**Exercise requirements:**
a – Answer the following questions using the tuberculosis abstract, and mark your answers (i), (ii) and (iii).
(i) What overall prevalence per 100,000 of documented pulmonary tuberculosis cases among screened migrants does the abstract report?
(ii) Over how many months was the monthly series of proportions generated?
(iii) What was the year-specific prevalence per 100,000 of tuberculosis cases in 2002?
b – Write out the passage of the tuberculosis abstract from "The monthly aggregates" to "time series methods.".
c – List every year for which the tuberculosis abstract gives a year-specific prevalence figure.

**Text for analysis:**
———

Nonlinear pattern of pulmonary tuberculosis among migrants at entry in Kuwait: 1997–2006
1 Department of Community Medicine and Behavioural Sciences, Faculty of Medicine, Kuwait University, PO Box 24923, Safat 13110, Kuwait
2 Ports and Borders Health Division, Ministry of Health, PO Box 32830, Rumaithiya 25410, Kuwait
BMC Public Health 2008, 8:264 doi:10.1186/1471-2458-8-264Published: 30 July 2008
There is a paucity of published data on the pattern of pulmonary tuberculosis among migrant workers entering Middle Eastern countries particularly Kuwait. The objectives of this study were to use routine health surveillance data i) to estimate the prevalence of pulmonary tuberculosis among migrant workers at entry in Kuwait and ii) to determine the occurrence of any time trends in the proportions of pulmonary tuberculosis positive workers over the study period.
The monthly aggregates of daily number of migrants tested and the number of pulmonary tuberculosis cases detected during routine health examinations of migrant workers from tuberculosis high-prevalence countries were used to generate the monthly series of proportions (per 100,000) of pulmonary tuberculosis cases over 120 months between January 1, 1997 and December 31, 2006 and analysed using time series methods.
The overall prevalence (per 100,000) of documented pulmonary tuberculosis cases among screened migrants was 198 (4608/2328582). Year-specific prevalence (per 100,000) of tuberculosis cases consistently declined from 456 (95% CI: 424 – 490) in 1997 to 124 (95% CI: 110 – 140) in 2002 before showing a steady increase up to 183 (95% CI: 169–197) in 2006. The second-order polynomial regression model revealed significant (P < 0.001) initial decline, followed by a significant (P < 0.001) increasing trend thereafter in monthly proportions of tuberculosis cases among migrant workers.
The proportions of documented tuberculosis cases among migrant workers showed a significant nonlinear pattern, with an initial decline followed by a significant increasing trend towards the end of the study period. These findings underscore the need to maintain the current policy of migrants' screening for tuberculosis at entry. The public health authorities in Kuwait and perhaps other countries in the region may consider complementing the current screening protocol with interferon-γ assays to detect migrants with latent Mycobacterium tuberculosis infection. An appropriate curative or preventive chemotherapy of detected tuberculosis cases may help in further minimizing the risk of local transmission of M. tuberculosis, while contributing in global efforts to control this public health menace.

———

**Information supplied:**
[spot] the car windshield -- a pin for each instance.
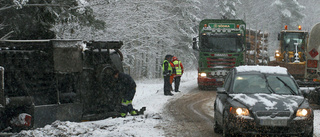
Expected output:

———

**Expected responses:**
a –
(i) 198 (4608/2328582)
(ii) 120 months
(iii) 124 (95% CI: 110 – 140)

b –
The monthly aggregates of daily number of migrants tested and the number of pulmonary tuberculosis cases detected during routine health examinations of migrant workers from tuberculosis high-prevalence countries were used to generate the monthly series of proportions (per 100,000) of pulmonary tuberculosis cases over 120 months between January 1, 1997 and December 31, 2006 and analysed using time series methods.

c – 1997, 2002, 2006